DATA SUPPLIED: Begin

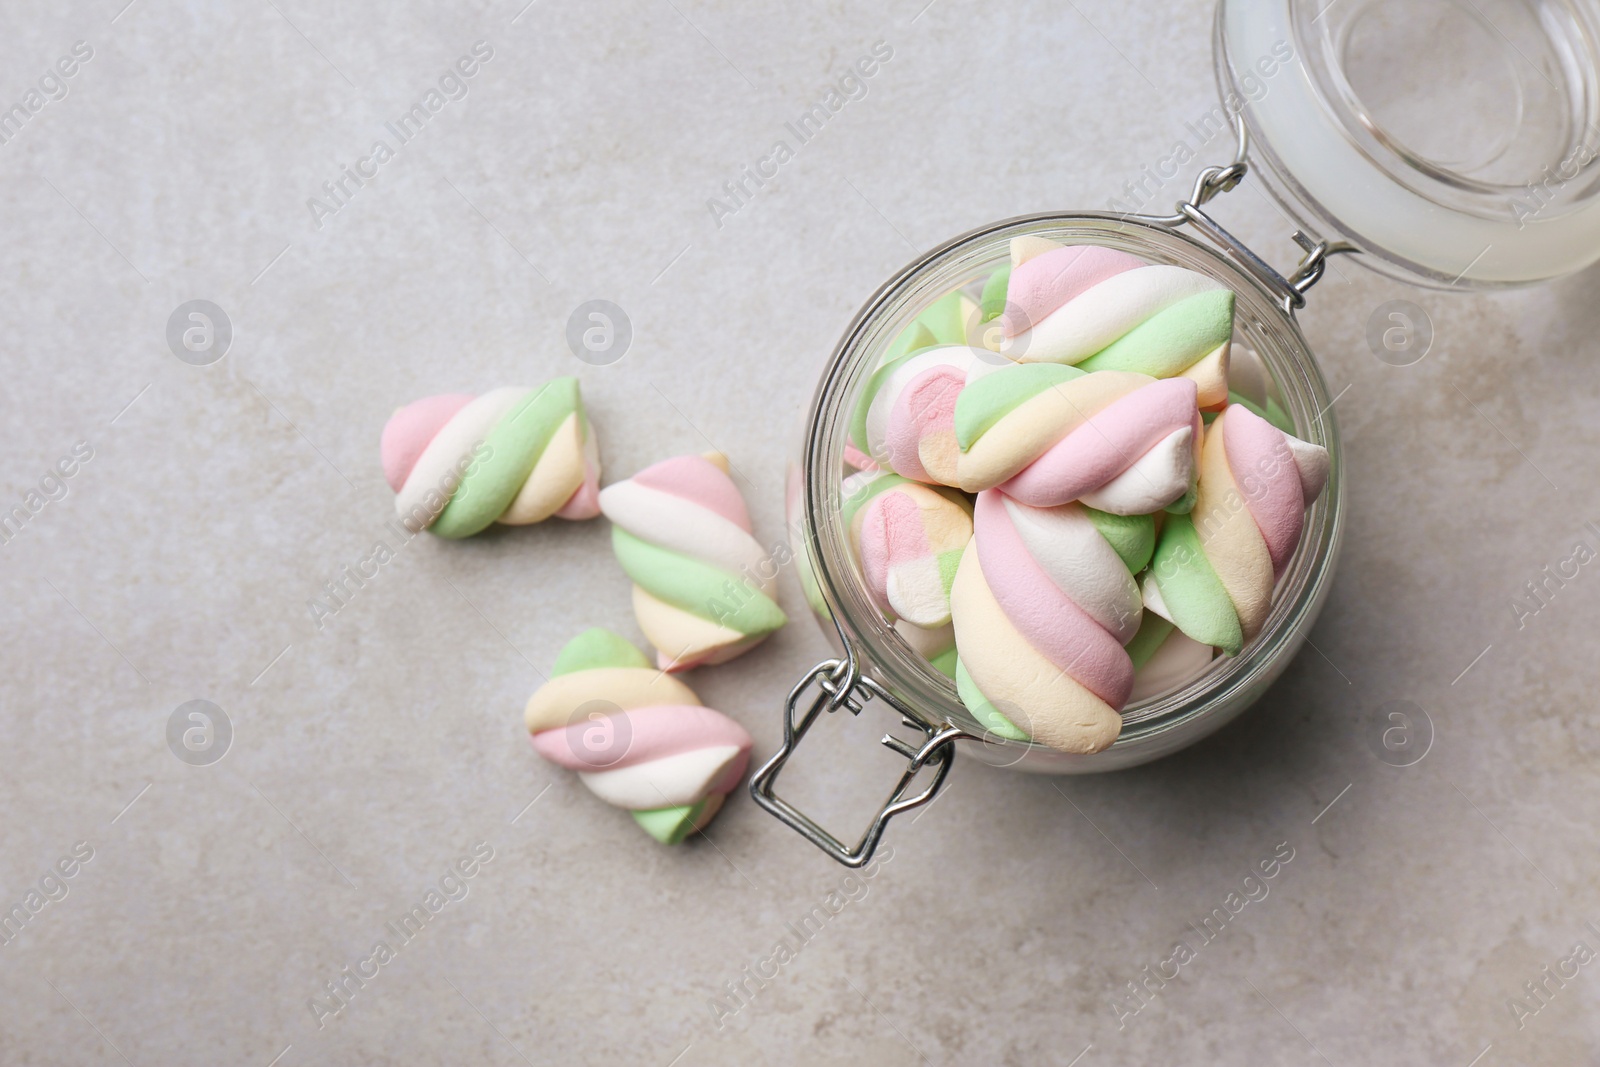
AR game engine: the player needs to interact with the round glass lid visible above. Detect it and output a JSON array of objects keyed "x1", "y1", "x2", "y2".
[{"x1": 1218, "y1": 0, "x2": 1600, "y2": 286}]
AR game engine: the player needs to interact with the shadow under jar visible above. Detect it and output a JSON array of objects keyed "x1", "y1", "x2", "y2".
[{"x1": 751, "y1": 0, "x2": 1600, "y2": 867}]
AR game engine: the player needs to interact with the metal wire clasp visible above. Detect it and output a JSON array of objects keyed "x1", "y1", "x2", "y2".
[
  {"x1": 1139, "y1": 115, "x2": 1357, "y2": 312},
  {"x1": 1284, "y1": 231, "x2": 1357, "y2": 299},
  {"x1": 748, "y1": 658, "x2": 971, "y2": 867}
]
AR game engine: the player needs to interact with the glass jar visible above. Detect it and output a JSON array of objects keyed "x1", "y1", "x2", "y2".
[
  {"x1": 752, "y1": 0, "x2": 1600, "y2": 866},
  {"x1": 1220, "y1": 0, "x2": 1600, "y2": 287}
]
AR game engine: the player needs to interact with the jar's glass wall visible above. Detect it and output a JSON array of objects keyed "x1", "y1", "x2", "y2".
[{"x1": 795, "y1": 214, "x2": 1344, "y2": 773}]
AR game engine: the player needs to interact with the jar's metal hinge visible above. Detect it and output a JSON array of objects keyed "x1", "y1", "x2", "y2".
[
  {"x1": 748, "y1": 658, "x2": 972, "y2": 868},
  {"x1": 1139, "y1": 116, "x2": 1358, "y2": 312}
]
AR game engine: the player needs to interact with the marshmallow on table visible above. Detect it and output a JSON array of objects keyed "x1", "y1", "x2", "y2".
[
  {"x1": 951, "y1": 492, "x2": 1155, "y2": 753},
  {"x1": 382, "y1": 378, "x2": 600, "y2": 538},
  {"x1": 599, "y1": 452, "x2": 786, "y2": 672},
  {"x1": 525, "y1": 629, "x2": 753, "y2": 844},
  {"x1": 1143, "y1": 404, "x2": 1330, "y2": 655}
]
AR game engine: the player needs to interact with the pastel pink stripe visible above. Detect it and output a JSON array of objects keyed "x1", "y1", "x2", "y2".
[
  {"x1": 1001, "y1": 377, "x2": 1200, "y2": 507},
  {"x1": 630, "y1": 455, "x2": 751, "y2": 531},
  {"x1": 1002, "y1": 245, "x2": 1146, "y2": 337},
  {"x1": 843, "y1": 442, "x2": 880, "y2": 472},
  {"x1": 1221, "y1": 405, "x2": 1305, "y2": 577},
  {"x1": 554, "y1": 458, "x2": 601, "y2": 520},
  {"x1": 973, "y1": 491, "x2": 1133, "y2": 706},
  {"x1": 529, "y1": 704, "x2": 753, "y2": 775},
  {"x1": 858, "y1": 490, "x2": 934, "y2": 611},
  {"x1": 380, "y1": 393, "x2": 475, "y2": 491},
  {"x1": 883, "y1": 364, "x2": 965, "y2": 482}
]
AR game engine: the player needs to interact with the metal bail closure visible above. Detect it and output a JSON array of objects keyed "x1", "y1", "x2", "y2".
[
  {"x1": 1179, "y1": 202, "x2": 1357, "y2": 313},
  {"x1": 749, "y1": 658, "x2": 971, "y2": 867},
  {"x1": 1141, "y1": 115, "x2": 1358, "y2": 313}
]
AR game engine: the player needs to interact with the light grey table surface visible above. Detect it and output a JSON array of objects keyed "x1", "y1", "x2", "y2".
[{"x1": 3, "y1": 1, "x2": 1598, "y2": 1064}]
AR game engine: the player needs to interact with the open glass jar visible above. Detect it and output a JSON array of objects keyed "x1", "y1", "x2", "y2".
[{"x1": 752, "y1": 0, "x2": 1600, "y2": 866}]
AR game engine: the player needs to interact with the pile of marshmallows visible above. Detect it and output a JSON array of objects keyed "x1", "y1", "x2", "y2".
[
  {"x1": 380, "y1": 382, "x2": 785, "y2": 845},
  {"x1": 842, "y1": 236, "x2": 1329, "y2": 754},
  {"x1": 376, "y1": 234, "x2": 1330, "y2": 844}
]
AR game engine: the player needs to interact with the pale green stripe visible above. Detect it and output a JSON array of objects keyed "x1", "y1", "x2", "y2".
[
  {"x1": 1077, "y1": 289, "x2": 1234, "y2": 378},
  {"x1": 980, "y1": 264, "x2": 1012, "y2": 322},
  {"x1": 1206, "y1": 393, "x2": 1293, "y2": 436},
  {"x1": 1148, "y1": 512, "x2": 1242, "y2": 655},
  {"x1": 431, "y1": 378, "x2": 581, "y2": 539},
  {"x1": 936, "y1": 548, "x2": 963, "y2": 595},
  {"x1": 553, "y1": 628, "x2": 648, "y2": 677},
  {"x1": 1124, "y1": 612, "x2": 1174, "y2": 671},
  {"x1": 1163, "y1": 482, "x2": 1198, "y2": 516},
  {"x1": 954, "y1": 362, "x2": 1084, "y2": 451},
  {"x1": 1084, "y1": 508, "x2": 1154, "y2": 574},
  {"x1": 633, "y1": 800, "x2": 710, "y2": 844},
  {"x1": 1223, "y1": 389, "x2": 1268, "y2": 422},
  {"x1": 917, "y1": 290, "x2": 973, "y2": 346},
  {"x1": 795, "y1": 537, "x2": 832, "y2": 621},
  {"x1": 955, "y1": 657, "x2": 1030, "y2": 741},
  {"x1": 611, "y1": 528, "x2": 787, "y2": 637},
  {"x1": 880, "y1": 319, "x2": 938, "y2": 366}
]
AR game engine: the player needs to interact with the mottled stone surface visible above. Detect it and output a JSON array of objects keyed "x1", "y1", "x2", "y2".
[{"x1": 1, "y1": 1, "x2": 1597, "y2": 1064}]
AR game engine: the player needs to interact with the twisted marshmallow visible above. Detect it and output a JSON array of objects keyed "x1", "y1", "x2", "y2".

DATA SUPPLIED: End

[WORK ITEM] Print all records word for word, no images.

[SOLVED EXERCISE]
AR game engine: the player needs to interact with the round glass lid visible above. Detect it and output a JSON array of objects keyed "x1", "y1", "x2", "y2".
[{"x1": 1218, "y1": 0, "x2": 1600, "y2": 286}]
AR game engine: the player needs to interact with the shadow under jar visible above. Detect it and output a JSON array of objects keyed "x1", "y1", "x2", "y2".
[{"x1": 751, "y1": 0, "x2": 1600, "y2": 867}]
AR game engine: the player needs to interact with the metal wire clasp visible above. Detect it and output a JSON array of objects keyed "x1", "y1", "x2", "y2".
[
  {"x1": 1139, "y1": 115, "x2": 1357, "y2": 312},
  {"x1": 1284, "y1": 231, "x2": 1357, "y2": 299},
  {"x1": 748, "y1": 658, "x2": 971, "y2": 867}
]
AR game engine: the player needs to interact with the glass jar visible above. Detect it and output a JSON array of objects keyed "x1", "y1", "x2", "y2".
[
  {"x1": 752, "y1": 0, "x2": 1600, "y2": 866},
  {"x1": 1220, "y1": 0, "x2": 1600, "y2": 287}
]
AR game engine: the player needs to interact with the jar's glass wall visible above. Detect it and output a JSON array of objects keyed "x1", "y1", "x2", "y2".
[{"x1": 795, "y1": 214, "x2": 1344, "y2": 773}]
AR game engine: the player needs to interact with the jar's metal hinge visible above. Detect it and output a JSON array of objects keyed "x1", "y1", "x2", "y2".
[
  {"x1": 748, "y1": 658, "x2": 972, "y2": 868},
  {"x1": 1139, "y1": 116, "x2": 1358, "y2": 312}
]
AR game engine: the player needs to interact with the marshmallow on table visible above. Detect it and output a JSON array of objects keyed "x1", "y1", "x2", "y2".
[
  {"x1": 951, "y1": 492, "x2": 1155, "y2": 753},
  {"x1": 382, "y1": 378, "x2": 600, "y2": 538},
  {"x1": 599, "y1": 452, "x2": 786, "y2": 672},
  {"x1": 525, "y1": 629, "x2": 753, "y2": 844},
  {"x1": 1143, "y1": 404, "x2": 1330, "y2": 655}
]
AR game engine: the player needs to interact with the pastel pink stripe visible above. Detect it and output a JSON array of objects keyed "x1", "y1", "x2", "y2".
[
  {"x1": 1001, "y1": 377, "x2": 1200, "y2": 507},
  {"x1": 630, "y1": 455, "x2": 751, "y2": 531},
  {"x1": 1002, "y1": 245, "x2": 1146, "y2": 337},
  {"x1": 843, "y1": 442, "x2": 880, "y2": 472},
  {"x1": 1221, "y1": 405, "x2": 1305, "y2": 577},
  {"x1": 554, "y1": 458, "x2": 601, "y2": 520},
  {"x1": 973, "y1": 491, "x2": 1133, "y2": 706},
  {"x1": 529, "y1": 704, "x2": 753, "y2": 775},
  {"x1": 858, "y1": 490, "x2": 934, "y2": 611},
  {"x1": 380, "y1": 393, "x2": 475, "y2": 491},
  {"x1": 883, "y1": 364, "x2": 965, "y2": 482}
]
AR game engine: the player needs to interact with the metal bail closure visible above. Detect it and output a JSON array of objects keyed "x1", "y1", "x2", "y2".
[
  {"x1": 1179, "y1": 202, "x2": 1357, "y2": 313},
  {"x1": 749, "y1": 658, "x2": 971, "y2": 867},
  {"x1": 1141, "y1": 115, "x2": 1358, "y2": 313}
]
AR game engine: the player needs to interact with the light grey table surface visible above. Detect it and output a JSON array of objects keyed "x1", "y1", "x2", "y2".
[{"x1": 3, "y1": 1, "x2": 1598, "y2": 1064}]
AR game engine: the player needs to interact with the open glass jar visible above. Detect it and output a JSON array of objects keyed "x1", "y1", "x2", "y2".
[{"x1": 752, "y1": 0, "x2": 1600, "y2": 866}]
AR game engine: the player needs to interact with the pile of marshmallows visible above. Detect it and output a JSON array of objects keyed "x1", "y1", "x2", "y2".
[
  {"x1": 380, "y1": 382, "x2": 785, "y2": 845},
  {"x1": 842, "y1": 236, "x2": 1329, "y2": 754},
  {"x1": 376, "y1": 234, "x2": 1330, "y2": 844}
]
AR game engine: the player needs to interact with the pale green stripe visible above. Detect it and output a JSON array of objects keyed "x1", "y1", "x2", "y2".
[
  {"x1": 1077, "y1": 289, "x2": 1234, "y2": 378},
  {"x1": 980, "y1": 264, "x2": 1012, "y2": 322},
  {"x1": 1206, "y1": 393, "x2": 1293, "y2": 436},
  {"x1": 1148, "y1": 512, "x2": 1242, "y2": 655},
  {"x1": 431, "y1": 378, "x2": 581, "y2": 539},
  {"x1": 936, "y1": 548, "x2": 963, "y2": 595},
  {"x1": 553, "y1": 628, "x2": 648, "y2": 677},
  {"x1": 1124, "y1": 612, "x2": 1174, "y2": 671},
  {"x1": 1163, "y1": 482, "x2": 1198, "y2": 516},
  {"x1": 954, "y1": 362, "x2": 1084, "y2": 451},
  {"x1": 1084, "y1": 508, "x2": 1154, "y2": 574},
  {"x1": 633, "y1": 800, "x2": 710, "y2": 844},
  {"x1": 1223, "y1": 389, "x2": 1268, "y2": 422},
  {"x1": 917, "y1": 290, "x2": 973, "y2": 346},
  {"x1": 795, "y1": 537, "x2": 832, "y2": 621},
  {"x1": 955, "y1": 657, "x2": 1030, "y2": 741},
  {"x1": 611, "y1": 528, "x2": 787, "y2": 637},
  {"x1": 880, "y1": 319, "x2": 938, "y2": 366}
]
AR game engine: the player needs to interact with the mottled stone surface visible above. Detect it and output a JSON array of objects keyed "x1", "y1", "x2", "y2".
[{"x1": 1, "y1": 1, "x2": 1597, "y2": 1064}]
AR game engine: the player needs to interact with the twisted marshmallow visible above. Detect it and output a JSON array of objects keyed "x1", "y1", "x2", "y2".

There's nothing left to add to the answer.